### Required task:
All of the records below must be output exactly, with no pictures carried over.

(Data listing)
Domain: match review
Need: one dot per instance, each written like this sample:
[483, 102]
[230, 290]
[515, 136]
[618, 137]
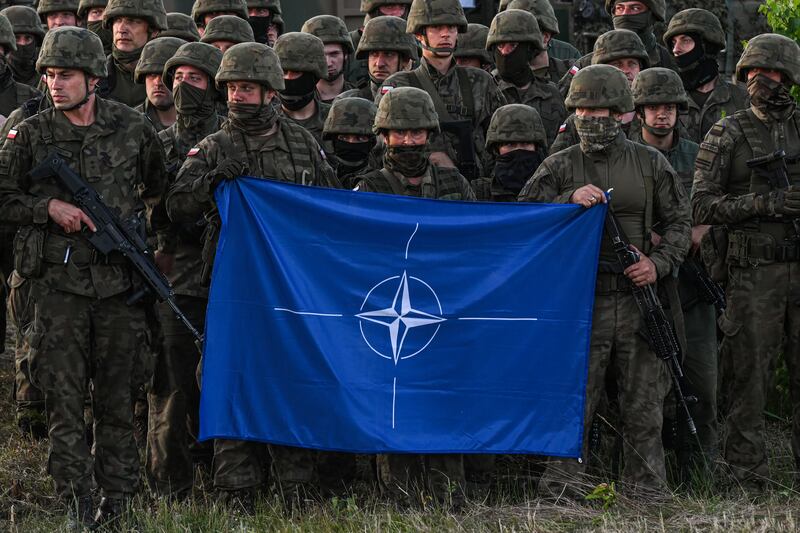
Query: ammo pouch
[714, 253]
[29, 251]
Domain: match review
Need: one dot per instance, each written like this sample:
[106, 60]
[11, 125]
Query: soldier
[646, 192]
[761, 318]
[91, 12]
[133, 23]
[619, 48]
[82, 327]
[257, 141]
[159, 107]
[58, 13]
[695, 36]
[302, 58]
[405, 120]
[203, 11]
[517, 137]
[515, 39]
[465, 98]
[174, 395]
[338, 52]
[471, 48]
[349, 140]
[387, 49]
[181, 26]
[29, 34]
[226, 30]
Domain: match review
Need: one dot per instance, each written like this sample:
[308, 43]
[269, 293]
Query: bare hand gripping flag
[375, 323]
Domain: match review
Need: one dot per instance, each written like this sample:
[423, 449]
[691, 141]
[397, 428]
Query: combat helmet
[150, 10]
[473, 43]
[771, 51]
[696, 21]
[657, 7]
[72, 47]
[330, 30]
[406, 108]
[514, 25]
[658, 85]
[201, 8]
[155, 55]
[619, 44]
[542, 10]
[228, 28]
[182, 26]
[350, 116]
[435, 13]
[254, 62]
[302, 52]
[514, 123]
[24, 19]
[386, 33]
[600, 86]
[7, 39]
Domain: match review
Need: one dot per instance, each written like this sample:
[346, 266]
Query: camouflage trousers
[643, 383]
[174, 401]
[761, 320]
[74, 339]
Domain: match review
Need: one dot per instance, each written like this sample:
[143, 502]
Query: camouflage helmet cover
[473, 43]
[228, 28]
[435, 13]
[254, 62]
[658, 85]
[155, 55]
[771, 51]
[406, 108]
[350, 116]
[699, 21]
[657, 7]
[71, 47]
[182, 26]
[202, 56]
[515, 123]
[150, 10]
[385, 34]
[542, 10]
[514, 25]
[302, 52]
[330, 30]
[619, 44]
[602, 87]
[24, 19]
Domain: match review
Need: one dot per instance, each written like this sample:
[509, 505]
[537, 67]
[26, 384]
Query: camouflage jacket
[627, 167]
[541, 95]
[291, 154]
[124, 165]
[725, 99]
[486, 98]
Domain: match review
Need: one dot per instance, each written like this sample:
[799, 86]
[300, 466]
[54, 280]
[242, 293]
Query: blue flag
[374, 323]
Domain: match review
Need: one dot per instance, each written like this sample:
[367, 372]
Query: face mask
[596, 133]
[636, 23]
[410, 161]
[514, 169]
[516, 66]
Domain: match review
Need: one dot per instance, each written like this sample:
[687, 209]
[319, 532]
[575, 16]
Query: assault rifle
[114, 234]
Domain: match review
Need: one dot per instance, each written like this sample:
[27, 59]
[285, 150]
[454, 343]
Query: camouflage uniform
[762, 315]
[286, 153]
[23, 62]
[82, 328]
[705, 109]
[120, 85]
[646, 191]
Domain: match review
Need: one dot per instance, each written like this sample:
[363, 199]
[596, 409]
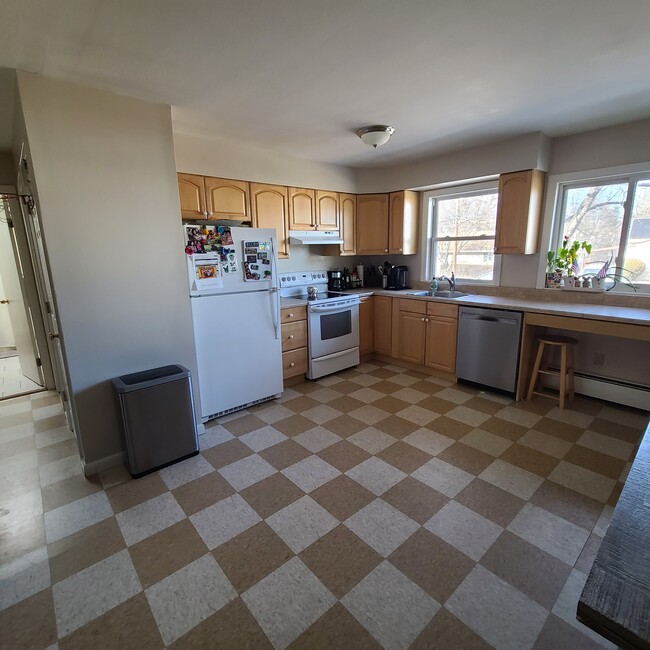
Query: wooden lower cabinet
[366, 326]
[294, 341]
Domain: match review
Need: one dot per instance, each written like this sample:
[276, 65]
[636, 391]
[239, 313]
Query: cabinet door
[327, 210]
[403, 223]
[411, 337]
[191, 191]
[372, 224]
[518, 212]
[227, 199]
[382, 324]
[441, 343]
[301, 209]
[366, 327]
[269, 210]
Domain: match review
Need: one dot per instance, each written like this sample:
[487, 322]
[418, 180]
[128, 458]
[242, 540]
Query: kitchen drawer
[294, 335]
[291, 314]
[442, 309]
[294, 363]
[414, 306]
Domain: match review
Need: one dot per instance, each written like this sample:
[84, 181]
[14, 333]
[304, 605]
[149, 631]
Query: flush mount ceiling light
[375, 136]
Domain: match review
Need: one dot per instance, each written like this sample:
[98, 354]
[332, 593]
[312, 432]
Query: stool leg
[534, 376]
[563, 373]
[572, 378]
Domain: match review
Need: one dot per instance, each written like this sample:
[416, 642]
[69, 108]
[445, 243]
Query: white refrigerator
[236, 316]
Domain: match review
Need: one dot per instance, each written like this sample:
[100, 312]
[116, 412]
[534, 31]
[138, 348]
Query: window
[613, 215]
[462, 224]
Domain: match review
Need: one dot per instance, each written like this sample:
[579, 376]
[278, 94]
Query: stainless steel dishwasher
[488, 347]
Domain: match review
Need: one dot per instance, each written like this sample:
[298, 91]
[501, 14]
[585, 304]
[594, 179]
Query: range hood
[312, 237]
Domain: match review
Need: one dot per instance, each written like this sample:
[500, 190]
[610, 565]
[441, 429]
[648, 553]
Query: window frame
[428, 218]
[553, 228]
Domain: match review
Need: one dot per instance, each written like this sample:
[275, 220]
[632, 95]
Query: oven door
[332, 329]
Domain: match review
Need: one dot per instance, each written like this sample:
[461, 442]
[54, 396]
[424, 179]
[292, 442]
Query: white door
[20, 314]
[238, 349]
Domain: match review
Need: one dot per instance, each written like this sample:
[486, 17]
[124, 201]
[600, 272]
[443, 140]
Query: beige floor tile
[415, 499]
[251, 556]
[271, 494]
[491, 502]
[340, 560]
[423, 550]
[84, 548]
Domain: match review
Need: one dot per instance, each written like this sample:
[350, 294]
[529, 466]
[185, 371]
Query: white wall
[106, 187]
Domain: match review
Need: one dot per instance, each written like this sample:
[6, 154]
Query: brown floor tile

### Worked solution:
Domain: match review
Need: one dot per instance, each written like this sample:
[483, 102]
[230, 290]
[515, 136]
[618, 137]
Query: ammo pouch
[714, 253]
[29, 251]
Domain: match review
Need: one dot per instance, each written like this sample:
[106, 60]
[11, 125]
Query: soldier
[646, 192]
[761, 318]
[91, 12]
[133, 23]
[619, 48]
[82, 327]
[257, 141]
[159, 107]
[58, 13]
[695, 36]
[302, 58]
[405, 120]
[203, 11]
[517, 137]
[515, 39]
[465, 98]
[174, 395]
[338, 52]
[471, 48]
[349, 140]
[387, 49]
[181, 26]
[29, 34]
[226, 30]
Domain: match review
Need: one dot per instance, each written like this sample:
[308, 43]
[269, 293]
Query: bare hand gripping flag
[375, 323]
Domain: match review
Need: one dot per instance, each written like this sample:
[423, 449]
[691, 141]
[397, 428]
Query: combat helmet
[150, 10]
[473, 43]
[771, 51]
[696, 21]
[657, 7]
[72, 47]
[330, 30]
[406, 108]
[514, 25]
[658, 85]
[201, 8]
[155, 55]
[619, 44]
[542, 10]
[228, 28]
[182, 26]
[350, 116]
[435, 13]
[254, 62]
[302, 52]
[514, 123]
[24, 19]
[386, 33]
[600, 86]
[7, 39]
Domain: match review
Need: one dot per instance, each written like this sample:
[346, 266]
Query: camouflage trousers
[643, 383]
[174, 401]
[761, 320]
[74, 339]
Domain: match review
Need: one dot per instance, each written like this sample:
[143, 502]
Query: camouflage helmet cover
[473, 43]
[228, 28]
[435, 13]
[254, 62]
[658, 85]
[155, 55]
[771, 51]
[406, 108]
[350, 116]
[699, 21]
[657, 7]
[71, 47]
[182, 26]
[202, 56]
[515, 123]
[150, 10]
[385, 34]
[542, 10]
[514, 25]
[302, 52]
[330, 30]
[619, 44]
[602, 87]
[24, 19]
Domain: match review
Need: one dot per instance, each written like this sample:
[509, 505]
[537, 67]
[26, 384]
Query: camouflage jacket
[627, 167]
[541, 95]
[291, 154]
[124, 165]
[725, 99]
[486, 98]
Domain: match review
Need: one dot per instance, each written like this sample:
[799, 86]
[300, 466]
[54, 280]
[242, 293]
Query: blue flag
[374, 323]
Domain: match review
Need: one dot per instance, each written like this sample:
[367, 372]
Query: face mask
[596, 133]
[636, 23]
[410, 161]
[514, 169]
[516, 66]
Domain: match review
Need: one dot per instance, each written like this sample:
[687, 209]
[319, 532]
[575, 16]
Query: assault rifle
[114, 234]
Domain: match review
Need: one dot per instance, each written like this sample:
[27, 59]
[285, 150]
[454, 343]
Query: camouflage uniform
[762, 315]
[286, 153]
[23, 62]
[82, 328]
[705, 109]
[120, 85]
[646, 191]
Domain: match review
Need: one dot per instance, each written like this sample:
[363, 199]
[596, 409]
Query: wooden lower cabinet
[366, 326]
[294, 341]
Domain: match review
Need: one dot per instance, each written like this sample:
[276, 65]
[636, 391]
[239, 313]
Query: cabinet door
[327, 210]
[403, 223]
[411, 337]
[191, 191]
[372, 224]
[518, 212]
[227, 199]
[382, 324]
[441, 343]
[301, 209]
[366, 327]
[269, 210]
Domain: match review
Need: one dot per instance, each written like this sample:
[487, 322]
[418, 180]
[128, 458]
[242, 540]
Query: kitchen drawer
[294, 335]
[291, 314]
[442, 309]
[294, 363]
[414, 306]
Domain: match review
Need: one dot per instance, each written like this sample:
[84, 181]
[14, 333]
[304, 605]
[149, 631]
Query: flush mount ceiling light
[375, 136]
Domain: match review
Need: one dot per instance, each written like this sample:
[98, 354]
[332, 593]
[312, 432]
Query: stool leg
[534, 376]
[563, 373]
[572, 378]
Domain: match review
Need: one dot per instance, each written like this sample:
[416, 642]
[69, 108]
[445, 243]
Query: white refrigerator
[236, 316]
Domain: match review
Need: one dot per instance, each written like this sample:
[100, 312]
[116, 412]
[534, 31]
[138, 348]
Query: window
[613, 215]
[462, 224]
Domain: match review
Need: one dot per instance, each written like this sample:
[579, 376]
[278, 94]
Query: stainless steel dishwasher
[488, 347]
Domain: match review
Need: one dot per instance, each written like this sample:
[298, 91]
[501, 14]
[585, 304]
[594, 179]
Query: range hood
[312, 237]
Domain: match review
Need: one dot per instance, each written like this sample:
[500, 190]
[610, 565]
[441, 429]
[648, 553]
Query: window frame
[428, 218]
[553, 228]
Domain: match review
Need: one dot per instance, each written like this sample:
[275, 220]
[632, 95]
Query: oven door
[332, 329]
Domain: match review
Need: one dot per instance, each written like this sample:
[461, 442]
[54, 396]
[424, 179]
[292, 442]
Query: white door
[20, 314]
[238, 349]
Domain: match review
Need: one dot per instance, each written like this sample:
[486, 17]
[124, 201]
[600, 272]
[443, 140]
Query: beige floor tile
[415, 499]
[251, 556]
[271, 494]
[491, 502]
[340, 560]
[423, 550]
[84, 548]
Domain: match review
Need: one dot per instance, each written like this sample:
[350, 294]
[529, 466]
[185, 371]
Query: white wall
[106, 187]
Domain: match review
Need: one dot per instance, each written like this sample:
[6, 154]
Query: brown floor tile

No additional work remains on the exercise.